◆ PROBLEM TO WORK ON ◆
Write the material out again exactly as it stands.

════════

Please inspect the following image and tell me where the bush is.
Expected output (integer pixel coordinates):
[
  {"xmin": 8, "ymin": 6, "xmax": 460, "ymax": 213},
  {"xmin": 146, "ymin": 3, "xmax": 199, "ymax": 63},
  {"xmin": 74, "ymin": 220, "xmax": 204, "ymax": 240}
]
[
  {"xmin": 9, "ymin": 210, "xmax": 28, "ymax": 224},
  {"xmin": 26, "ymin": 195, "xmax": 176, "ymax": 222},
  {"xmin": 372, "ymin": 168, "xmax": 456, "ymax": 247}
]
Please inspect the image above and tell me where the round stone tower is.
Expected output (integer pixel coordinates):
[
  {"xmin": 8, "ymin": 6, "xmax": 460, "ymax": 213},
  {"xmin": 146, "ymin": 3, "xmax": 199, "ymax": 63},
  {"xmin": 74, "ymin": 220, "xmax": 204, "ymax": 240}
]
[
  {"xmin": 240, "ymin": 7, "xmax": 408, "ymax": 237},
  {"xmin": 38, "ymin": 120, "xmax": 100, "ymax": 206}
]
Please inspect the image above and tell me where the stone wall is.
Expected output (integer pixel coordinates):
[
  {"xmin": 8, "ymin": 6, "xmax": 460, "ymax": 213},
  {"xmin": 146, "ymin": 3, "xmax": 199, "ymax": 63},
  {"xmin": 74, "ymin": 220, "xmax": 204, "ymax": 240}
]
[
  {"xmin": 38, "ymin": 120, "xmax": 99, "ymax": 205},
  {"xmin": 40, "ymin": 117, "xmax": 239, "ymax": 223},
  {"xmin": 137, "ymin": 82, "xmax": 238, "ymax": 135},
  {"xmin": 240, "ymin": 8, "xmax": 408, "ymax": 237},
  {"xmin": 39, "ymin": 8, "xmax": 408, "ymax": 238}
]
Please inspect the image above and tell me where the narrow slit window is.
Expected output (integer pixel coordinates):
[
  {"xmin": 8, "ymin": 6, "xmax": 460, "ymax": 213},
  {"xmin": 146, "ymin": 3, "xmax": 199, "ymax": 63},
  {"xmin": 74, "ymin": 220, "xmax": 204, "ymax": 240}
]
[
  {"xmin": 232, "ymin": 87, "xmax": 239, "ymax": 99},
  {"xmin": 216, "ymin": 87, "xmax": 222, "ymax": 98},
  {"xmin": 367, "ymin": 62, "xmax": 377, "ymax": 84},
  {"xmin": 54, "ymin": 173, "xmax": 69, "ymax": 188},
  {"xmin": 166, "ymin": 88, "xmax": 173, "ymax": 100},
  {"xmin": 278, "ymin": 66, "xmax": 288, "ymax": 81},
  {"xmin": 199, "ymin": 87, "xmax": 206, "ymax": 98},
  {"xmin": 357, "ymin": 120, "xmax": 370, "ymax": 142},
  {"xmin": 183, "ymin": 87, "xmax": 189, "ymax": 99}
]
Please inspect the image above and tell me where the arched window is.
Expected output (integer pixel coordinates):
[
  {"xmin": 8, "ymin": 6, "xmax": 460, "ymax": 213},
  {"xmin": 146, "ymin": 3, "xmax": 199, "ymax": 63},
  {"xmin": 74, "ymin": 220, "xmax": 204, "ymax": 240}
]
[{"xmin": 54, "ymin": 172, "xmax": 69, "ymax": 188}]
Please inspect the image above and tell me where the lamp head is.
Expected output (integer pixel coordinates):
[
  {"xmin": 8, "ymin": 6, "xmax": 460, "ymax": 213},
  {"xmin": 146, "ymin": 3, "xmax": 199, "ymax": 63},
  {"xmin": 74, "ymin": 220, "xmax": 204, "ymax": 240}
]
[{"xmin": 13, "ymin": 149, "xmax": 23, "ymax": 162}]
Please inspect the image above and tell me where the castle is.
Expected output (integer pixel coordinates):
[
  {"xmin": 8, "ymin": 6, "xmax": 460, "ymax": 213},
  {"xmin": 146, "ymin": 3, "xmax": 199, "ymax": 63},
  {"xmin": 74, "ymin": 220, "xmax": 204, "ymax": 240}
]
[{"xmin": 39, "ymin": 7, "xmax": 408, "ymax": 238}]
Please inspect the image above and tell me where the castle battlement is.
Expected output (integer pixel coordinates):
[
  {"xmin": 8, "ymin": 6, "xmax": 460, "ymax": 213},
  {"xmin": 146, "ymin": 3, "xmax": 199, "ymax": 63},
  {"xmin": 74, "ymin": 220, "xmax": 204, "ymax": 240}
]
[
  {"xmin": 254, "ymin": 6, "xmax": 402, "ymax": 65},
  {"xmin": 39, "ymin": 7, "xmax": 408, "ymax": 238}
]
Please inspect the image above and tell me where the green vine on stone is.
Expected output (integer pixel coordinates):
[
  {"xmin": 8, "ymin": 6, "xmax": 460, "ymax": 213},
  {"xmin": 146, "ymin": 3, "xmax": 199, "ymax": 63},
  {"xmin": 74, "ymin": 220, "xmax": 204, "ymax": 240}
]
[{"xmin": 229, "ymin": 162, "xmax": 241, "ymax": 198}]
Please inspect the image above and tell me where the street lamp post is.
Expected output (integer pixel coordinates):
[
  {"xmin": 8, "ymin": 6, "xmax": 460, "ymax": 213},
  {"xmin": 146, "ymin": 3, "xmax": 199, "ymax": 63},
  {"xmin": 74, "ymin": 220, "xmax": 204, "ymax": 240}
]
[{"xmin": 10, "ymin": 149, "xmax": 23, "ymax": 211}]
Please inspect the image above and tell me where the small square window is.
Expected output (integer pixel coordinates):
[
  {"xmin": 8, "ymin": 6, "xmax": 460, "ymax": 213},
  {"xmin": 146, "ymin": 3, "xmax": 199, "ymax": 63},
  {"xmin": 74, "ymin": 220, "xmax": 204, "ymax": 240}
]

════════

◆ TASK RESPONSE ◆
Please inspect the following image and tell me where the bush is.
Expected output (integer pixel coordinates):
[
  {"xmin": 8, "ymin": 6, "xmax": 460, "ymax": 213},
  {"xmin": 146, "ymin": 3, "xmax": 199, "ymax": 63},
  {"xmin": 74, "ymin": 220, "xmax": 204, "ymax": 240}
]
[
  {"xmin": 9, "ymin": 210, "xmax": 28, "ymax": 224},
  {"xmin": 26, "ymin": 195, "xmax": 176, "ymax": 222},
  {"xmin": 372, "ymin": 168, "xmax": 456, "ymax": 247}
]
Please inspect the image above and tell me where the round stone tower is.
Expected output (integer pixel coordinates):
[
  {"xmin": 8, "ymin": 6, "xmax": 460, "ymax": 213},
  {"xmin": 146, "ymin": 3, "xmax": 199, "ymax": 63},
  {"xmin": 74, "ymin": 220, "xmax": 204, "ymax": 240}
]
[
  {"xmin": 240, "ymin": 7, "xmax": 408, "ymax": 237},
  {"xmin": 38, "ymin": 120, "xmax": 100, "ymax": 206}
]
Please inspect the image above and tell me where the stone wall is.
Expected output (integer pixel coordinates):
[
  {"xmin": 8, "ymin": 6, "xmax": 460, "ymax": 213},
  {"xmin": 146, "ymin": 3, "xmax": 199, "ymax": 63},
  {"xmin": 74, "ymin": 220, "xmax": 204, "ymax": 240}
]
[
  {"xmin": 38, "ymin": 120, "xmax": 99, "ymax": 205},
  {"xmin": 40, "ymin": 117, "xmax": 239, "ymax": 223},
  {"xmin": 137, "ymin": 82, "xmax": 238, "ymax": 135},
  {"xmin": 240, "ymin": 8, "xmax": 408, "ymax": 237},
  {"xmin": 39, "ymin": 8, "xmax": 408, "ymax": 238}
]
Please inspect the image above and tell me where the narrow slit window is.
Expected output (integer pixel coordinates):
[
  {"xmin": 8, "ymin": 6, "xmax": 460, "ymax": 213},
  {"xmin": 146, "ymin": 3, "xmax": 199, "ymax": 63},
  {"xmin": 74, "ymin": 220, "xmax": 204, "ymax": 240}
]
[
  {"xmin": 232, "ymin": 87, "xmax": 239, "ymax": 99},
  {"xmin": 216, "ymin": 87, "xmax": 222, "ymax": 98},
  {"xmin": 367, "ymin": 62, "xmax": 377, "ymax": 84},
  {"xmin": 54, "ymin": 173, "xmax": 69, "ymax": 188},
  {"xmin": 166, "ymin": 88, "xmax": 173, "ymax": 100},
  {"xmin": 278, "ymin": 66, "xmax": 288, "ymax": 81},
  {"xmin": 199, "ymin": 87, "xmax": 206, "ymax": 98},
  {"xmin": 357, "ymin": 120, "xmax": 370, "ymax": 142},
  {"xmin": 183, "ymin": 87, "xmax": 189, "ymax": 99}
]
Please inspect the image above and tell me where the arched window is.
Expected output (integer pixel coordinates):
[
  {"xmin": 8, "ymin": 6, "xmax": 460, "ymax": 213},
  {"xmin": 146, "ymin": 3, "xmax": 199, "ymax": 63},
  {"xmin": 74, "ymin": 220, "xmax": 204, "ymax": 240}
]
[{"xmin": 54, "ymin": 172, "xmax": 69, "ymax": 188}]
Please inspect the image above and tell me where the lamp head is.
Expected output (integer pixel coordinates):
[
  {"xmin": 8, "ymin": 6, "xmax": 460, "ymax": 213},
  {"xmin": 146, "ymin": 3, "xmax": 199, "ymax": 63},
  {"xmin": 74, "ymin": 220, "xmax": 204, "ymax": 240}
]
[{"xmin": 13, "ymin": 149, "xmax": 23, "ymax": 162}]
Please inspect the image above and tell me where the castle is.
Expected output (integer pixel coordinates):
[
  {"xmin": 8, "ymin": 6, "xmax": 460, "ymax": 213},
  {"xmin": 146, "ymin": 3, "xmax": 199, "ymax": 63},
  {"xmin": 74, "ymin": 220, "xmax": 204, "ymax": 240}
]
[{"xmin": 39, "ymin": 7, "xmax": 408, "ymax": 238}]
Please inspect the image above and tell me where the castle battlement is.
Expected output (integer pixel coordinates):
[
  {"xmin": 8, "ymin": 6, "xmax": 460, "ymax": 213},
  {"xmin": 146, "ymin": 3, "xmax": 199, "ymax": 63},
  {"xmin": 74, "ymin": 220, "xmax": 204, "ymax": 240}
]
[
  {"xmin": 254, "ymin": 6, "xmax": 402, "ymax": 65},
  {"xmin": 39, "ymin": 7, "xmax": 408, "ymax": 238}
]
Please inspect the image above and tell me where the green vine on stone is.
Expected output (integer pixel coordinates):
[
  {"xmin": 8, "ymin": 6, "xmax": 460, "ymax": 213},
  {"xmin": 146, "ymin": 3, "xmax": 199, "ymax": 63},
  {"xmin": 74, "ymin": 220, "xmax": 204, "ymax": 240}
]
[{"xmin": 229, "ymin": 162, "xmax": 241, "ymax": 198}]
Please inspect the image above and tell me where the street lamp post is.
Expected output (integer pixel coordinates):
[
  {"xmin": 8, "ymin": 6, "xmax": 460, "ymax": 213},
  {"xmin": 146, "ymin": 3, "xmax": 199, "ymax": 63},
  {"xmin": 74, "ymin": 220, "xmax": 204, "ymax": 240}
]
[{"xmin": 10, "ymin": 149, "xmax": 23, "ymax": 211}]
Please inspect the image above and tell me where the small square window is.
Expected output (integer pixel coordinates):
[
  {"xmin": 8, "ymin": 6, "xmax": 460, "ymax": 213},
  {"xmin": 146, "ymin": 3, "xmax": 199, "ymax": 63},
  {"xmin": 74, "ymin": 220, "xmax": 204, "ymax": 240}
]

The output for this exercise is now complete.